Elenco dei dati:
------------------------------

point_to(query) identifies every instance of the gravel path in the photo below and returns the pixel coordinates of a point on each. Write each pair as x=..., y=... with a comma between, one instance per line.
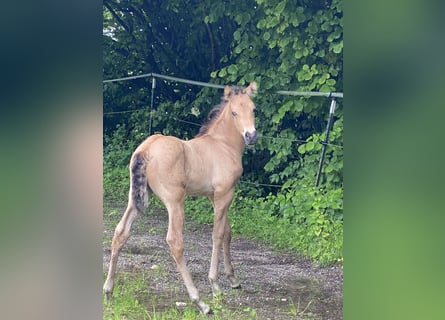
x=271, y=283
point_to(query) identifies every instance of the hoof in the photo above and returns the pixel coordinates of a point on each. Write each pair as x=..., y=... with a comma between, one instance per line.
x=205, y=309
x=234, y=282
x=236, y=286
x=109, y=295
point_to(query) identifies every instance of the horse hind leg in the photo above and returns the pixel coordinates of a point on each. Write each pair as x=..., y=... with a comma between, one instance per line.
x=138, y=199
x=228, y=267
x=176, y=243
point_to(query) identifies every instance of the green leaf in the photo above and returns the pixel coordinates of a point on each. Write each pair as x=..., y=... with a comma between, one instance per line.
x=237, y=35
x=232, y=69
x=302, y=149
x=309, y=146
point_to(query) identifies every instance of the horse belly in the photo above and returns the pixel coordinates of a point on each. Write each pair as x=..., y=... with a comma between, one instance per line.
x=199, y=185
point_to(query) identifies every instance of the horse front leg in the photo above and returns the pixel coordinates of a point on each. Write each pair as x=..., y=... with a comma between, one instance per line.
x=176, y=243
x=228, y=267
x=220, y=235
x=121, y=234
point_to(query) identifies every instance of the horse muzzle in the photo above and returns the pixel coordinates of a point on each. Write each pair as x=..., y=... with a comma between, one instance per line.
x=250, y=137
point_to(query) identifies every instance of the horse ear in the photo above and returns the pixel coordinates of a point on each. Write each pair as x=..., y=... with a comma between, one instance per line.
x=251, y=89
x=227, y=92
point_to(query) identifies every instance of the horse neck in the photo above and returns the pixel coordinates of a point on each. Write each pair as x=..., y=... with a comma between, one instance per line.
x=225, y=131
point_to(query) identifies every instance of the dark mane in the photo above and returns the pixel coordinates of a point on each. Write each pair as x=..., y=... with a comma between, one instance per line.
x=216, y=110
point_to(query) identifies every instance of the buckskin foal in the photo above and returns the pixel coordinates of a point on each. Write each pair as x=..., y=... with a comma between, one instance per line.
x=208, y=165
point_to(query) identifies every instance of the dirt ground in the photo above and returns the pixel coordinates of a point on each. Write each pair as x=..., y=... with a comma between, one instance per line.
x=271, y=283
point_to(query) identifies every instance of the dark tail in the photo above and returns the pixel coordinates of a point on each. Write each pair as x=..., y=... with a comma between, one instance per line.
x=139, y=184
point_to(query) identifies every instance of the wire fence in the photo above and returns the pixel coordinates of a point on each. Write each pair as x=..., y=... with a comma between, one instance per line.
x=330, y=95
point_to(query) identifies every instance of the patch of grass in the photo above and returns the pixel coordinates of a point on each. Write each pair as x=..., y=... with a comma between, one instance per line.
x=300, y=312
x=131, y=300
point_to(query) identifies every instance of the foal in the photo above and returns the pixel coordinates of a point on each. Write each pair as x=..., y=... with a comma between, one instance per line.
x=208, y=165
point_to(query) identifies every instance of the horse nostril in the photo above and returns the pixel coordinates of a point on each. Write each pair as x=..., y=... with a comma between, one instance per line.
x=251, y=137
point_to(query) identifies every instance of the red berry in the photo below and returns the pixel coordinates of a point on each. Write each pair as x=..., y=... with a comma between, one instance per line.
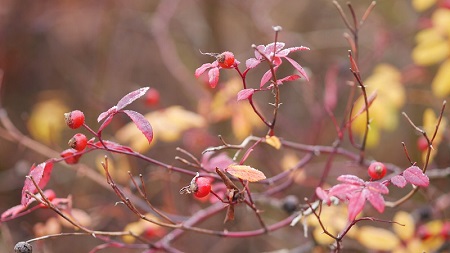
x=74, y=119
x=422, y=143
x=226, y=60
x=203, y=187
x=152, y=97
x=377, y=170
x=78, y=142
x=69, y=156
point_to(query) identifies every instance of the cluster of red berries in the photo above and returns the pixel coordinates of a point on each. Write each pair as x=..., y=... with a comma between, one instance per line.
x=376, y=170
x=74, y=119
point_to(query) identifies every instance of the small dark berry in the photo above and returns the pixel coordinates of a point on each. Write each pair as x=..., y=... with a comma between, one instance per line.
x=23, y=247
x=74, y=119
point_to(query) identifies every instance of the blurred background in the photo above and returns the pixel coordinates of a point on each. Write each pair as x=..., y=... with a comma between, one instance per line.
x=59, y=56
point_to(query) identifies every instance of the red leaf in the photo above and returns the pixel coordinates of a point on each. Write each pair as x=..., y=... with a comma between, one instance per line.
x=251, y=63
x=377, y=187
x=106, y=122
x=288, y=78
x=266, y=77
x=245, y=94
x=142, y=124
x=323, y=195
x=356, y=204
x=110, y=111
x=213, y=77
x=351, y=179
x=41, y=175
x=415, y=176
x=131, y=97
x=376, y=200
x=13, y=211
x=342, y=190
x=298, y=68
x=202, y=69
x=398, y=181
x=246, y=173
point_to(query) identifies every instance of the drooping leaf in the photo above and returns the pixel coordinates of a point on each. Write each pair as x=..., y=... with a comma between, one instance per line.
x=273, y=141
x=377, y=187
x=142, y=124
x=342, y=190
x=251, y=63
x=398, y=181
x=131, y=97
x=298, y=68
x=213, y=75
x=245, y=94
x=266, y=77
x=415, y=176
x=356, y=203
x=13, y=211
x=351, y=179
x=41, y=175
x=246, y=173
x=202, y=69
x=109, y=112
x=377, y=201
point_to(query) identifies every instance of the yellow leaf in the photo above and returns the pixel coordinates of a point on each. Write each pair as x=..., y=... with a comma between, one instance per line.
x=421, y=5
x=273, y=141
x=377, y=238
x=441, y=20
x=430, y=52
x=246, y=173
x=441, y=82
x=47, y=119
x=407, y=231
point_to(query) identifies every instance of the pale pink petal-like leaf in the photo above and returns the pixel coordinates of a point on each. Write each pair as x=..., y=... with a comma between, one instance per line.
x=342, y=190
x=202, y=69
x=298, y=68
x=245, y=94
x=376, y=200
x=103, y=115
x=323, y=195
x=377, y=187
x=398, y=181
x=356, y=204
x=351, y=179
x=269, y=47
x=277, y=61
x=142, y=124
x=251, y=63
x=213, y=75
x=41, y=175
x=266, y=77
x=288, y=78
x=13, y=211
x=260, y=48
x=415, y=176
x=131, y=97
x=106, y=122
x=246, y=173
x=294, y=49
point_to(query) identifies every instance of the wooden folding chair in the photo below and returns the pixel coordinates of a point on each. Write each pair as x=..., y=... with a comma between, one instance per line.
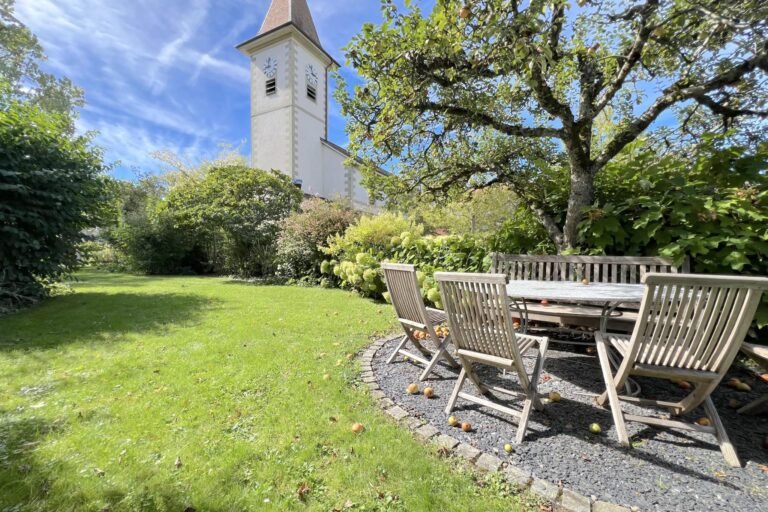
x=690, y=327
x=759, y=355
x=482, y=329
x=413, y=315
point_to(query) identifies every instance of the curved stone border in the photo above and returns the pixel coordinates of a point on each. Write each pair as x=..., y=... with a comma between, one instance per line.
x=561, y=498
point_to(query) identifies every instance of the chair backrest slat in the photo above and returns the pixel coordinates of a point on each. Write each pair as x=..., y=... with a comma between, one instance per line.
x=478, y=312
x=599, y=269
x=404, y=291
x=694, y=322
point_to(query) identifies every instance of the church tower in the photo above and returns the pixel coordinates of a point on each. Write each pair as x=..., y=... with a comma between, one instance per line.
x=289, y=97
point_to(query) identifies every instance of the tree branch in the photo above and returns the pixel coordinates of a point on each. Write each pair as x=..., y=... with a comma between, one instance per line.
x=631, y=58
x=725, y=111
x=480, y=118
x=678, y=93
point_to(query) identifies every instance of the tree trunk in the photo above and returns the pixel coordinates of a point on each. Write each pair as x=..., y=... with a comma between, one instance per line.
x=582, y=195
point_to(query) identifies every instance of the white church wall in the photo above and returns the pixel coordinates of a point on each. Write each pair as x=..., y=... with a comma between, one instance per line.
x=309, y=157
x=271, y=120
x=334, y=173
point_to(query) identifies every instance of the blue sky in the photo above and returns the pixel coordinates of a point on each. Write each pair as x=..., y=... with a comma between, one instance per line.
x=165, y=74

------------------------------

PROBLEMA PROPOSTO:
Ricopia senza modifiche tutto ciò che nell'elenco va dalla riga che contiene "point_to(query) identifies every instance of the red berry" giù fino a quella che contiene "x=377, y=170", entrambe incluse. Nella risposta ometti le immagini.

RISULTATO:
point_to(query) identifies every instance of the red berry in the photo below and returns the pixel coordinates of a point on each. Write each pair as x=..., y=... with a comma between, one instance per line.
x=74, y=119
x=422, y=143
x=226, y=60
x=203, y=187
x=152, y=97
x=377, y=170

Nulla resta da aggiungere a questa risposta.